▶ **WHAT YOU ARE ASKED TO DO**:
Each line below from the one containing "Study the scene above and determine whether any bush" through the one containing "Study the scene above and determine whether any lake water" should be output exactly as it stands, and no other line should appear.

Items from a data source

+--

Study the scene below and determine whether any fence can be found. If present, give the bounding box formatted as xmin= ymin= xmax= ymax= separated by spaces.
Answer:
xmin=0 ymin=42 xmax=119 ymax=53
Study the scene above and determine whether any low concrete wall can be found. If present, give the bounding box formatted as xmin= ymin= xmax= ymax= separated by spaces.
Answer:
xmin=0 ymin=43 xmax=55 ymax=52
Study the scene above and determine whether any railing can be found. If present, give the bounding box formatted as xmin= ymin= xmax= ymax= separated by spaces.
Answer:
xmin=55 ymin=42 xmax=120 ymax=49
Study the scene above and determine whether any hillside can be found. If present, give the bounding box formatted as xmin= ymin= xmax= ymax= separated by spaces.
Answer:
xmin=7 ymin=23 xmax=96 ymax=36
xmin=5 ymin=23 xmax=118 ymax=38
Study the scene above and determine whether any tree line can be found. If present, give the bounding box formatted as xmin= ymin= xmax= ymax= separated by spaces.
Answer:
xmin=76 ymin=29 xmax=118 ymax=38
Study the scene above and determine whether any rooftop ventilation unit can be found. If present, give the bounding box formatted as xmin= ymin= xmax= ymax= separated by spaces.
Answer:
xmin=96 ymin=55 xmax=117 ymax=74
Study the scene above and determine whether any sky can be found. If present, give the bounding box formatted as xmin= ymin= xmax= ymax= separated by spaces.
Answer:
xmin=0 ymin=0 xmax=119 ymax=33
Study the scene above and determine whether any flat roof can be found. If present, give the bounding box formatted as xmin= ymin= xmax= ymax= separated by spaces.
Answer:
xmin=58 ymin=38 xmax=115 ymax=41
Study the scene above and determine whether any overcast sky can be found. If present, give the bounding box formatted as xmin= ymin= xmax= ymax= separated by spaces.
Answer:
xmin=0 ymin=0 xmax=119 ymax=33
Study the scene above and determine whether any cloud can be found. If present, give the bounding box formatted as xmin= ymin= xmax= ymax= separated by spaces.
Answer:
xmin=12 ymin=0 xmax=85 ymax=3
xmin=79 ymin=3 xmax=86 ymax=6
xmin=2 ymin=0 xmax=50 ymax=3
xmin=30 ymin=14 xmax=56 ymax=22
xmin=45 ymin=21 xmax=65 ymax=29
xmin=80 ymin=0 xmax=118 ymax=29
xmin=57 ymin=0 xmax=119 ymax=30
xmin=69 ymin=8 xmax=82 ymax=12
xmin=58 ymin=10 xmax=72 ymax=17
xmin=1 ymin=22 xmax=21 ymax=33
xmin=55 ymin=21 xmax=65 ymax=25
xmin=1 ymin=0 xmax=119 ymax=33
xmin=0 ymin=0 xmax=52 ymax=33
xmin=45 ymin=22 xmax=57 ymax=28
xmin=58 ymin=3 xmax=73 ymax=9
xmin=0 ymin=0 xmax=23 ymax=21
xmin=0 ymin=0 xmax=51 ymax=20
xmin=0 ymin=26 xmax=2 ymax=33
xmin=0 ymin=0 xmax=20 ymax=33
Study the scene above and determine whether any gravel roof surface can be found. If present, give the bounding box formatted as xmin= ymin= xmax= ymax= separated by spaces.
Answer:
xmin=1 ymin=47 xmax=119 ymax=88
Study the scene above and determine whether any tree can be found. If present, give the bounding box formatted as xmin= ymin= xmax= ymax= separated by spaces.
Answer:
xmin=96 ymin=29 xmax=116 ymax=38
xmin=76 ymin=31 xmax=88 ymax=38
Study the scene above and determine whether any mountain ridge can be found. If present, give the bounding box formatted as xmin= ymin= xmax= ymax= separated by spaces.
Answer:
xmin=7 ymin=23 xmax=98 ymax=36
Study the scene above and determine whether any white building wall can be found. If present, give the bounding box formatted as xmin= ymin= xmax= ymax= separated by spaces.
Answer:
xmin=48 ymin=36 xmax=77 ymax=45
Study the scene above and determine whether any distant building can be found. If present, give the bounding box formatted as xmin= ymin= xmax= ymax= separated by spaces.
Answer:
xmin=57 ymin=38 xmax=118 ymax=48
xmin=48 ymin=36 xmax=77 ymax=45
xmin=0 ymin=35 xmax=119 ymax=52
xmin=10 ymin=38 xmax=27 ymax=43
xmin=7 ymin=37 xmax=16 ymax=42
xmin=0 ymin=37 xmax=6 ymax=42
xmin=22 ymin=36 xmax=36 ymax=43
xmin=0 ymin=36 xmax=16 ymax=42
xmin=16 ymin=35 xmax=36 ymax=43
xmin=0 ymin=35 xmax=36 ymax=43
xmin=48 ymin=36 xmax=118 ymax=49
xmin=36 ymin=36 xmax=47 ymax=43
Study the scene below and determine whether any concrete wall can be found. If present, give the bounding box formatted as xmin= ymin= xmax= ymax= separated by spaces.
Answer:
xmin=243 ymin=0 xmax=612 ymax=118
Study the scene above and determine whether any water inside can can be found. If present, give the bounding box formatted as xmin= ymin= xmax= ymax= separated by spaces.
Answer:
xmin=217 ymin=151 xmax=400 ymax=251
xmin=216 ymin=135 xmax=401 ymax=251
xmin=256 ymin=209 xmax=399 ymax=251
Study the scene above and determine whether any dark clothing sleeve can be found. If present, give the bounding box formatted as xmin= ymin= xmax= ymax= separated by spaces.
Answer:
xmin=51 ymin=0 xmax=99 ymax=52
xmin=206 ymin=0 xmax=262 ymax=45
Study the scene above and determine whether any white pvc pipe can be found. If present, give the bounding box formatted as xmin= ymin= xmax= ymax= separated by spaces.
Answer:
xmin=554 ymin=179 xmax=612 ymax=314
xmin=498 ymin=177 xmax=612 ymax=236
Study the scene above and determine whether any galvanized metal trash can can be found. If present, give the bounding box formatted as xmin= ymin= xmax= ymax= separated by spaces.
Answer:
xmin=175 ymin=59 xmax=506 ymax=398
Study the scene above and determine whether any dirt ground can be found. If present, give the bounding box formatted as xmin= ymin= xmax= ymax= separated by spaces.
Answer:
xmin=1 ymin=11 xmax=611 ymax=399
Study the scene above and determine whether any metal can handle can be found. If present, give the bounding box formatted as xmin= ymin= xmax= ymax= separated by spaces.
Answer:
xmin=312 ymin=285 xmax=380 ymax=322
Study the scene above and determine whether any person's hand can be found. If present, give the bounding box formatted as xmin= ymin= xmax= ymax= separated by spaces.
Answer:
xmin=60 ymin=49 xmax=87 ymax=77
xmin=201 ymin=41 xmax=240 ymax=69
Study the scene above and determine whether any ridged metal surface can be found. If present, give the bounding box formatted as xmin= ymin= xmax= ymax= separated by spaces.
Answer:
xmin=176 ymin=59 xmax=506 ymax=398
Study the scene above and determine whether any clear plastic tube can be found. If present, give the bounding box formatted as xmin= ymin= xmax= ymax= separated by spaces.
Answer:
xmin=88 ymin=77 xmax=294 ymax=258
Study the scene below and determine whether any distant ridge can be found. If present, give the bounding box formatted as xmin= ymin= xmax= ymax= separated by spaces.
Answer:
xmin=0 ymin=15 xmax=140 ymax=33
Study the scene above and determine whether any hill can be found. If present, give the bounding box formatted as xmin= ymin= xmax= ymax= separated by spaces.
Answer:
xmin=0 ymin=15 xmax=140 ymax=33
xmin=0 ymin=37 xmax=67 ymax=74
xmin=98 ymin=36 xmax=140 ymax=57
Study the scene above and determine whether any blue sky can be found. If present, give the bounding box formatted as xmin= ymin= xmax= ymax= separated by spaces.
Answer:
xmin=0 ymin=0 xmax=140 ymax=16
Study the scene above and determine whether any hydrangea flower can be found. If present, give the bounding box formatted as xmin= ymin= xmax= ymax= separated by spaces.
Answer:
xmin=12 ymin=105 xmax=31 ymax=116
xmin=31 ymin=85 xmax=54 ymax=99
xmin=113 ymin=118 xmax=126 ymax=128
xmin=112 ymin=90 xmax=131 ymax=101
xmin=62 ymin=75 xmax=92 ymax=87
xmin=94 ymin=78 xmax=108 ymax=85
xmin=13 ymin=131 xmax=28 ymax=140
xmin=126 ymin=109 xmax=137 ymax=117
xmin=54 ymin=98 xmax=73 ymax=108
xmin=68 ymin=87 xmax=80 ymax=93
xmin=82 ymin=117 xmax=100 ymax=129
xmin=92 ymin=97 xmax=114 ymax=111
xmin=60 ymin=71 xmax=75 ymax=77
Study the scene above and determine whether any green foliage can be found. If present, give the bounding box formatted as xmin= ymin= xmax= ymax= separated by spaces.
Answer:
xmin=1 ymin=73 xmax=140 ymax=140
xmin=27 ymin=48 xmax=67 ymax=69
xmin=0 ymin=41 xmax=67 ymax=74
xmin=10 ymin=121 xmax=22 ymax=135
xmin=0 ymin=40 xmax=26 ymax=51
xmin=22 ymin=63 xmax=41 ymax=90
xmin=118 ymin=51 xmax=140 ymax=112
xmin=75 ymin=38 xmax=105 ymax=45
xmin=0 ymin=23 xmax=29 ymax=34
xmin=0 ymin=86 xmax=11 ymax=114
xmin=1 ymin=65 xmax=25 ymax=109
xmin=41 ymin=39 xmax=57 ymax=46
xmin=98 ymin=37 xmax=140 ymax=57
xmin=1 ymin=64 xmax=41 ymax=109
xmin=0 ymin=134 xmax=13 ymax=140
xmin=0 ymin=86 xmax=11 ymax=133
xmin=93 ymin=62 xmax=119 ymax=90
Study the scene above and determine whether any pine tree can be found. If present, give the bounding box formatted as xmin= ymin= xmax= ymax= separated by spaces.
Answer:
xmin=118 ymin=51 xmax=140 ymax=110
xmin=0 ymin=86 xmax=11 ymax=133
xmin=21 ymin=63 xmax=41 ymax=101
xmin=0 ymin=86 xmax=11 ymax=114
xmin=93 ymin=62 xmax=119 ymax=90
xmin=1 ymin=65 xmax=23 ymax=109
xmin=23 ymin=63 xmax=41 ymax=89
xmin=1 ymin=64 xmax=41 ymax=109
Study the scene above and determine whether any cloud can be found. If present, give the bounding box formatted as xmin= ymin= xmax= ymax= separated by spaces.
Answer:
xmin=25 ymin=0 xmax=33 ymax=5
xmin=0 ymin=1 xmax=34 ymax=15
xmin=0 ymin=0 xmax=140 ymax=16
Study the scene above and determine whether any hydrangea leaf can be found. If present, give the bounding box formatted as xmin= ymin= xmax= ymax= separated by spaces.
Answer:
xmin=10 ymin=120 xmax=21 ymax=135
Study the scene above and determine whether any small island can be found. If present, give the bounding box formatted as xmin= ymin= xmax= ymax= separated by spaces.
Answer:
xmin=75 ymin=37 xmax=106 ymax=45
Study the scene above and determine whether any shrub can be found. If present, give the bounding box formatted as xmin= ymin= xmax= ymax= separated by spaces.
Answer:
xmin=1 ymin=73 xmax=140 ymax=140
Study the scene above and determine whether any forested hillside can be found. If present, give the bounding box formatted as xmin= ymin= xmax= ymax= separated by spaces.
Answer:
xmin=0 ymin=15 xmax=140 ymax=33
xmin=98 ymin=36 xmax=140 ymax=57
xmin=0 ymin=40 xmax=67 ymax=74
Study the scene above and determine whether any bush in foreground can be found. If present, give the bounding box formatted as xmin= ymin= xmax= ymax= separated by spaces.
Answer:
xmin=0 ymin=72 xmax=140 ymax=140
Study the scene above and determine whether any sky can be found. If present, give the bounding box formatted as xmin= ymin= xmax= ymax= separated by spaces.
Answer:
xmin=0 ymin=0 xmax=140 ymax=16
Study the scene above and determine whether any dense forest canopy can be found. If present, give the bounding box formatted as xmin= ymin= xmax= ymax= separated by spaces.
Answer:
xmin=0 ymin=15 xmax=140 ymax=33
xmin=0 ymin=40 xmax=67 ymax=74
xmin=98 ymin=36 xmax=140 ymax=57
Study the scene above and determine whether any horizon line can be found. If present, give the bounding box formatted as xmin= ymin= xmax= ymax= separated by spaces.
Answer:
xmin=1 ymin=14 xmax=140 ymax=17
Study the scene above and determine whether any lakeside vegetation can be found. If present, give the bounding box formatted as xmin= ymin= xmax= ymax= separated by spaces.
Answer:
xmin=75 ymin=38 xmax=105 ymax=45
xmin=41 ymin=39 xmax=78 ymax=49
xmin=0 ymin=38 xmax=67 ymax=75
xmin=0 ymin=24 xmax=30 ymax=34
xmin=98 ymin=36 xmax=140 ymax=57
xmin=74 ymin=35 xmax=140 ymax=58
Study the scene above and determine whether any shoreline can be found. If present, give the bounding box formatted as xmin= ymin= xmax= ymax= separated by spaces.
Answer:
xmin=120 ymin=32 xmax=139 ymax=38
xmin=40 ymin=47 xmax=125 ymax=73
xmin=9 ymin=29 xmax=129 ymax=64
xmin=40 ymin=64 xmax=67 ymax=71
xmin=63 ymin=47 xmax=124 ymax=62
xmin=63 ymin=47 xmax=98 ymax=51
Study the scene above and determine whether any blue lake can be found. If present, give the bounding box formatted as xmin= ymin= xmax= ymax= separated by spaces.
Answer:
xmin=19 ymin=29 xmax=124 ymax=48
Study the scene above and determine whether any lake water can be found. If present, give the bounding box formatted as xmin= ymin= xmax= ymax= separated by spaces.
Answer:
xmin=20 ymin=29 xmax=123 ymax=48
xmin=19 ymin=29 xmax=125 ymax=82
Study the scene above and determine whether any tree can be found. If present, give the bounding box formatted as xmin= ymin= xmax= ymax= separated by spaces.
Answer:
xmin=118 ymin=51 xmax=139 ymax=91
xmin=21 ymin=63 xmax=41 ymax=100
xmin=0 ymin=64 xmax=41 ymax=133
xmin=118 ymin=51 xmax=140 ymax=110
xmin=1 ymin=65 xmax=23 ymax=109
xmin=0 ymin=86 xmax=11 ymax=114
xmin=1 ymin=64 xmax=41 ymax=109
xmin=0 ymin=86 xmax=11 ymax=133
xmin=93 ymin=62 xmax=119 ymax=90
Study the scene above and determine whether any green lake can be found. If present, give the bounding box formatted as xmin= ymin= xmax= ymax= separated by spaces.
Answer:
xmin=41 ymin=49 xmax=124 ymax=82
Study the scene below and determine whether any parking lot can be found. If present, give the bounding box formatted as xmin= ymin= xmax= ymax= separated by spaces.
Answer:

+--

▶ **SOLUTION FOR THIS PROBLEM**:
Study the scene above and determine whether any bush in foreground can be found. If present, give the bounding box formatted as xmin= ymin= xmax= ymax= separated by spaces.
Answer:
xmin=0 ymin=72 xmax=140 ymax=140
Study the scene above and determine whether any sky can be found. If present, give the bounding box formatted as xmin= ymin= xmax= ymax= separated by spaces.
Answer:
xmin=0 ymin=0 xmax=140 ymax=16
Study the scene above and determine whether any dense forest canopy can be found. If present, give the bounding box formatted as xmin= ymin= xmax= ymax= separated by spaces.
Answer:
xmin=0 ymin=15 xmax=140 ymax=33
xmin=0 ymin=40 xmax=67 ymax=74
xmin=98 ymin=36 xmax=140 ymax=57
Study the scene above and determine whether any horizon line can be found. If present, give the bounding box formatted as xmin= ymin= xmax= ymax= separated by spaces.
Answer:
xmin=1 ymin=14 xmax=140 ymax=17
Study the scene above and determine whether any lakeside vegetation can be found. If present, give the bounding box formatted as xmin= ymin= xmax= ymax= separated by spaces.
Answer:
xmin=75 ymin=38 xmax=105 ymax=45
xmin=41 ymin=39 xmax=78 ymax=49
xmin=0 ymin=38 xmax=67 ymax=75
xmin=0 ymin=24 xmax=30 ymax=34
xmin=98 ymin=36 xmax=140 ymax=57
xmin=74 ymin=35 xmax=140 ymax=58
Study the scene above and determine whether any shoreline can be found. If present, give the bounding box formatted as xmin= ymin= xmax= ymax= separated by spaces.
Answer:
xmin=120 ymin=32 xmax=139 ymax=38
xmin=40 ymin=47 xmax=125 ymax=73
xmin=9 ymin=29 xmax=129 ymax=64
xmin=40 ymin=64 xmax=67 ymax=71
xmin=63 ymin=47 xmax=124 ymax=62
xmin=63 ymin=47 xmax=98 ymax=51
Study the scene above and determine whether any blue lake can be found. If present, give the bounding box formatted as xmin= ymin= xmax= ymax= separated by spaces.
Answer:
xmin=19 ymin=29 xmax=124 ymax=48
Study the scene above and determine whether any lake water can be found. If present, give the bounding box formatted as xmin= ymin= xmax= ymax= separated by spaces.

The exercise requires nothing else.